### [Source document]
━━━━━━━━
Chris Stills (born April 19, 1974 in Boulder, Colorado) is a musician and actor. He is the son of American rock musician Stephen Stills and French singer-songwriter Véronique Sanson.  He has played with both his father and his mother.

Biography
When Chris was a child, his mother taught him how to play the piano, and though he also played drums, it wasn't until Chris was 12 that he picked up the guitar. On the road with Crosby, Stills, & Nash one day, one of the band's guitar techs put a spare guitar in the young Stills'  hands.  Upon learning some simple chords and a song, Chris was hooked. His parents divorced in 1978, and at 13 he went to live with his mother in Paris. He attended the American School of Paris while there, and at 16 Chris wrote his first song, "If I Were a Mountain."

After graduating from high school in 1993, Chris moved back to the United States, Los Angeles, and worked as a roadie for his father. He lived in New York for a few years, forming a band at one point with another American School alum, Adam Cohen, son of singer/songwriter Leonard Cohen. Stills later signed with Atlantic Records (the same label as his father's band), and released his solo debut album, 100 Year Thing, in January 1998.
━━━━━━━━
### [Material]
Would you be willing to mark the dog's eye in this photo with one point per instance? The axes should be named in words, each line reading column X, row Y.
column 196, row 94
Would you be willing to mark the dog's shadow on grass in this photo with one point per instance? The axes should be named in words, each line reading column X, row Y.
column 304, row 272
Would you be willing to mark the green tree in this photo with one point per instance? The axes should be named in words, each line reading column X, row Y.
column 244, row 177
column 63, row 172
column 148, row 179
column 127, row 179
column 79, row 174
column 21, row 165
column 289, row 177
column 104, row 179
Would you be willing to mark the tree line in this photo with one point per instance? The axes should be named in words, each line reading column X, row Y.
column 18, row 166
━━━━━━━━
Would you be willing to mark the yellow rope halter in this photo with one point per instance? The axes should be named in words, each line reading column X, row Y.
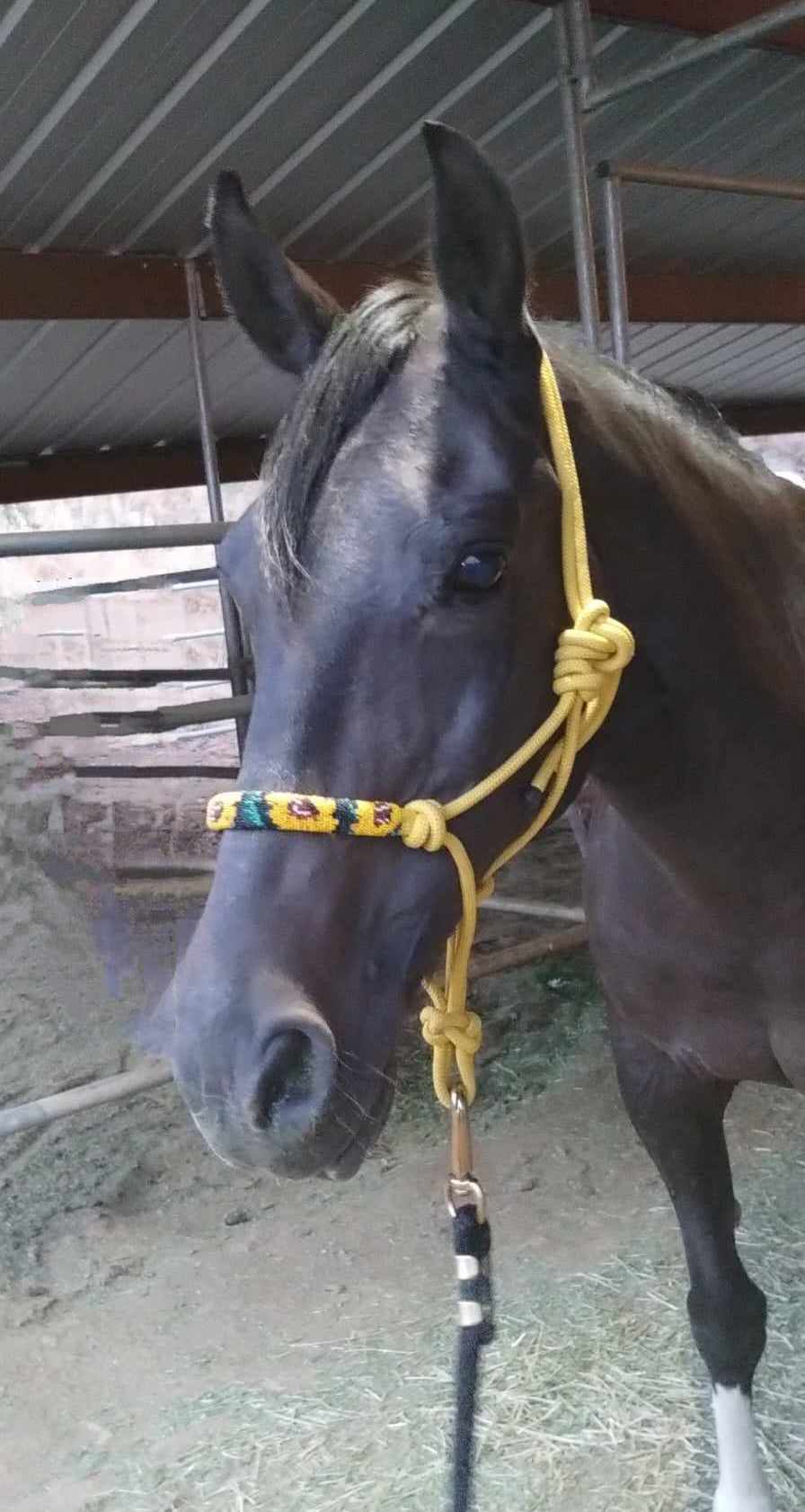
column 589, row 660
━━━━━━━━
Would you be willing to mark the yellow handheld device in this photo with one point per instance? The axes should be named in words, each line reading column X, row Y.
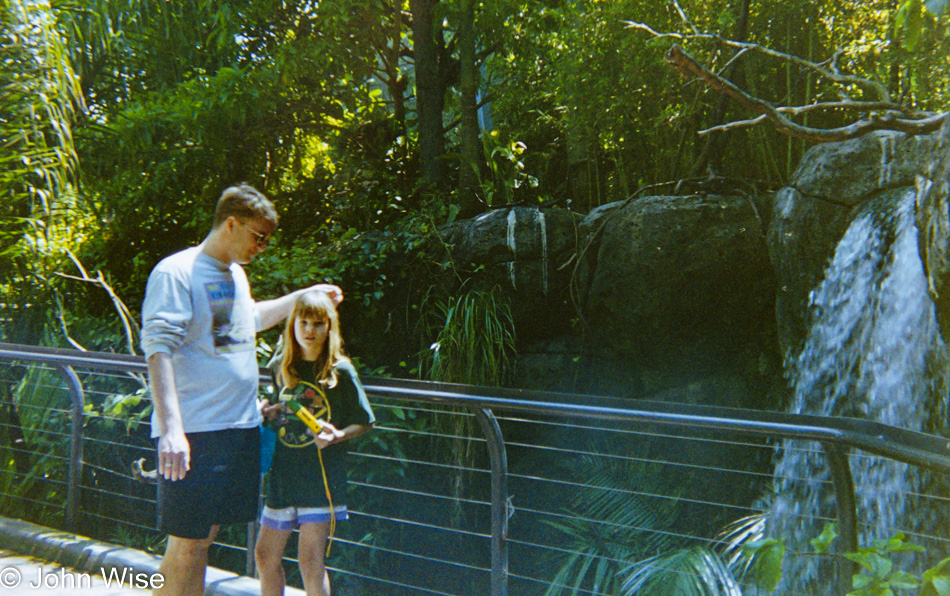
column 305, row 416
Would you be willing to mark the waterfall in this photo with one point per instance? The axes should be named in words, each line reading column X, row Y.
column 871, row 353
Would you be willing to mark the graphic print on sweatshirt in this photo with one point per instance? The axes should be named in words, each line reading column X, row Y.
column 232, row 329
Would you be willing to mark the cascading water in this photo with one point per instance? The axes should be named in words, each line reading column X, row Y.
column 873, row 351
━━━━━━━━
### [Task brief]
Please set down a portion of the Chris Stills passage word for word, beginning at the words that have "Chris Stills (born" and stopping after "and his mother.". The items have no connection to the Chris Stills passage.

### [Correct result]
Chris Stills (born April 19, 1974 in Boulder, Colorado) is a musician and actor. He is the son of American rock musician Stephen Stills and French singer-songwriter Véronique Sanson.  He has played with both his father and his mother.